(Position annotation records)
Start
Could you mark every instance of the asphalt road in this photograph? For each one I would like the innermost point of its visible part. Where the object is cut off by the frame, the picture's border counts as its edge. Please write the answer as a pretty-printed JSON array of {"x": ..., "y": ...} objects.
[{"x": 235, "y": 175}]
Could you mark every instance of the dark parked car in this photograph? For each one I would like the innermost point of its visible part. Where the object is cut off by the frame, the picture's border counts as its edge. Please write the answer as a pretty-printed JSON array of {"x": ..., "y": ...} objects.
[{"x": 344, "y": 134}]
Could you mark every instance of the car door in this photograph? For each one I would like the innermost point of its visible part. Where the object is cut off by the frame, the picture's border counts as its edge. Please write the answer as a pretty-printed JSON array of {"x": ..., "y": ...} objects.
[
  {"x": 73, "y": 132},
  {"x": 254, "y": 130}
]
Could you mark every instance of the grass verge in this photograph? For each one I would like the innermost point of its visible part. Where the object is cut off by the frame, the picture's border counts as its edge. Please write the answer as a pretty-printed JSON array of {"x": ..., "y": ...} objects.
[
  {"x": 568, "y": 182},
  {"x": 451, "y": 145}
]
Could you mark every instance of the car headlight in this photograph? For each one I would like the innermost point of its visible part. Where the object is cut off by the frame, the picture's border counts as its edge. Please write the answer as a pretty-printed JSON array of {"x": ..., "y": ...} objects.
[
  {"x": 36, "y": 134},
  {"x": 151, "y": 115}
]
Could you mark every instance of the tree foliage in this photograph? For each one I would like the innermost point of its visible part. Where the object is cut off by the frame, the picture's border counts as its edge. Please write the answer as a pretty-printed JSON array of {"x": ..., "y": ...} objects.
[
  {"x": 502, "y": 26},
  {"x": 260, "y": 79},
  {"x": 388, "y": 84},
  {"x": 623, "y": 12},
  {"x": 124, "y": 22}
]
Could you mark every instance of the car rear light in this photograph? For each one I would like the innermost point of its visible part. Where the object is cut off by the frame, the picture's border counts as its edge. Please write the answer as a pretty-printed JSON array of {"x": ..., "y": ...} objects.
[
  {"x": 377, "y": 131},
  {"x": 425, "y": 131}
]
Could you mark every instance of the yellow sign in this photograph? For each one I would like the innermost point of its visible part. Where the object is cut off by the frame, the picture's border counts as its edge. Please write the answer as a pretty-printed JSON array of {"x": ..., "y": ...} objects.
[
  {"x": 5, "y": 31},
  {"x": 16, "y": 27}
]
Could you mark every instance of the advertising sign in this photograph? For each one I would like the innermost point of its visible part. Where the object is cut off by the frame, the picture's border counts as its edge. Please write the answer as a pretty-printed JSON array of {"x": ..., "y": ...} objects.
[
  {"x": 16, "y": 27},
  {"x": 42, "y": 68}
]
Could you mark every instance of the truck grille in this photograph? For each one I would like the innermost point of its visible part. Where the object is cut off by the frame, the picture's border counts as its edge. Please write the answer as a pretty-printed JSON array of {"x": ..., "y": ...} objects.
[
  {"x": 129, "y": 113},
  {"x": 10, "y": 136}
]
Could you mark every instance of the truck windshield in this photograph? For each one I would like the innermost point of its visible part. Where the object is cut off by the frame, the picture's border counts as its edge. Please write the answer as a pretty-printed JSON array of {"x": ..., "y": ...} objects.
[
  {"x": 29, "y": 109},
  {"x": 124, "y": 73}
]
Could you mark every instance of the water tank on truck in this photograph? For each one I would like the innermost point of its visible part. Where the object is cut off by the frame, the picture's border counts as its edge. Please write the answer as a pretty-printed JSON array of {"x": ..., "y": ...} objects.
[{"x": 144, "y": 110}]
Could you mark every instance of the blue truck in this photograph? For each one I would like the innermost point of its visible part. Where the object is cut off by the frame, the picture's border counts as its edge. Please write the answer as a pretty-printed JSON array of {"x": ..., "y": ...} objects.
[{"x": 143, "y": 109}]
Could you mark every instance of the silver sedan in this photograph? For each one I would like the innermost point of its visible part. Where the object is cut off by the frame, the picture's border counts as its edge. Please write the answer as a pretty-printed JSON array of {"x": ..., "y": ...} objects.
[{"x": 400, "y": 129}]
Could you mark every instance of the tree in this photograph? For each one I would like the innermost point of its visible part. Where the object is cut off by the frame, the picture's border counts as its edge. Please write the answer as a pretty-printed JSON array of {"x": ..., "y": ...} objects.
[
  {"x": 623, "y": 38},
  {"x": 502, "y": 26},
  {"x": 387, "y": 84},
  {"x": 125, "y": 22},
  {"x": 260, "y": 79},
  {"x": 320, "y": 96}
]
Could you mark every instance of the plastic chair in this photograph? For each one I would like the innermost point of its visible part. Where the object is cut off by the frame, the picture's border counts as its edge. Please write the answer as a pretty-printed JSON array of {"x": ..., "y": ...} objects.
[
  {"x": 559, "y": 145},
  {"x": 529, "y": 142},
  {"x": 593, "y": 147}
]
End
» Set problem: Return all of the data exactly as it reads.

» Solution for this task:
Could you mark every instance of the asphalt road in this photograph? For each one I would like the innermost point of its visible part. Where the object is cut off by the frame, the picture's border counts as its edge. Please write the answer as a pretty-printed JSON array of {"x": ..., "y": ...} objects.
[{"x": 235, "y": 175}]
Could you mark every instance of the dark parked car in this photograph? For each one I would like the innermost point of its visible part. Where the object is cut off by the frame, the picture's border counts as its edge. Please write the answer as a pretty-printed JSON array of {"x": ..., "y": ...} objects.
[{"x": 344, "y": 134}]
Could you mark every instance of the car door in this photograph? For each one I would like the innermost point of its visible part. Where the object is cut off by the frame, the picture's border counts as its edge. Please write the answer as a pretty-printed JSON array of {"x": ..., "y": ...} objects.
[
  {"x": 73, "y": 132},
  {"x": 254, "y": 130}
]
Could you mark every instance of the grass verge in this photograph? For each one I would like the innermost point of its visible part. Where the object is cut off by the frame, the picture's border counts as its edge. Please write the answer as a pretty-printed JSON array of {"x": ..., "y": ...} objects.
[
  {"x": 568, "y": 182},
  {"x": 451, "y": 145}
]
Could you mark every instance of the car headlight in this photograph? For each one I would like the innermost point of its visible part. Where the object is cut off by the frame, the picture's border counts as its edge. Please write the answer as a pretty-printed JSON array of {"x": ..., "y": ...} objects.
[
  {"x": 36, "y": 134},
  {"x": 151, "y": 115}
]
Could you mark every instance of the tree foliage in this photograph? For each one I would like the innermost point of its visible part. Where the object is cut off by the frame, the picture's border counts as its edge. Please write the answer as a pretty-printed JSON array of {"x": ..., "y": ...} objects.
[
  {"x": 502, "y": 26},
  {"x": 260, "y": 79},
  {"x": 388, "y": 84},
  {"x": 623, "y": 12},
  {"x": 124, "y": 22}
]
Could you mark every instance of the car rear light in this photograph? For each one I would like the innermost point of its visible part. Where the object is cut off by the frame, the picture's border counts as its edge. Please write the answer as a pretty-printed JSON array of {"x": ..., "y": ...} objects.
[
  {"x": 377, "y": 131},
  {"x": 425, "y": 131}
]
Could you mark every instance of the yellow sign in this photograph? For each one I would like the innermost point of its visible part. Where the object is cut off by the frame, the picture's border counts as its edge. Please write the answer as a pretty-printed JSON array of {"x": ..., "y": ...} objects.
[
  {"x": 5, "y": 31},
  {"x": 16, "y": 27}
]
Could you mark every instance of the advertising sign in this photograph? For each one I would like the innermost point of its visible part. Where the object is cut off by the frame, the picture's border counts as its edge. Please write the answer as a pretty-printed JSON array of {"x": ..., "y": ...} objects.
[
  {"x": 16, "y": 27},
  {"x": 42, "y": 68}
]
Could you mark every instance of the truck grille in this photograph? For each one I would like the innermost point of its visible part. Where the object is cut off by the frame, the picture's border counts as its edge. Please write the answer as a pretty-printed JSON array of {"x": ..., "y": ...} objects.
[
  {"x": 129, "y": 113},
  {"x": 10, "y": 136}
]
Could you mark every instance of the truck windshield in this photograph? For each one I would like the innermost point of its visible part. Where the object is cut off by the frame, the picture's border counts as its edge. Please write the answer as a pretty-printed JSON array of {"x": ..., "y": ...} objects.
[
  {"x": 29, "y": 109},
  {"x": 124, "y": 73}
]
Could you mark every instance of the water tank on truck in this photograph? For each one I would like the innermost point of its visible part. Where the object is cut off by the frame, the picture's border counts as its edge. Please write the answer as a pretty-printed JSON array of {"x": ..., "y": ...} objects.
[{"x": 144, "y": 110}]
Could you mark every instance of the blue truck in this photograph? For each one I would like the innermost point of its visible part. Where the object is cut off by the frame, the picture's border counts as its edge. Please write the answer as a pretty-printed JSON array of {"x": ..., "y": ...} objects.
[{"x": 143, "y": 109}]
Could you mark every instance of the silver sedan in this photograph? For each one I would like the innermost point of its visible part. Where the object is cut off by the frame, the picture's border counts as its edge. Please write the answer as a pretty-printed JSON array of {"x": ..., "y": ...} objects.
[{"x": 400, "y": 129}]
Could you mark every instance of the tree in this photograph? For each one I would like the innermost point of its visible part. Where the object is cut off by the frame, the picture's border counts as its edge. Please write the answer as a pretty-printed JSON array of {"x": ..., "y": ...} objects.
[
  {"x": 623, "y": 38},
  {"x": 502, "y": 26},
  {"x": 387, "y": 84},
  {"x": 125, "y": 22},
  {"x": 260, "y": 79},
  {"x": 320, "y": 96}
]
Could you mark every instance of the plastic chair in this photograph? For each one I would like the innermost point of its visible part. Where the object is cut off by the frame, the picture's border counts as its edge. Please write the answer as a pretty-printed JSON array of {"x": ..., "y": ...} objects.
[
  {"x": 559, "y": 145},
  {"x": 529, "y": 142},
  {"x": 593, "y": 147}
]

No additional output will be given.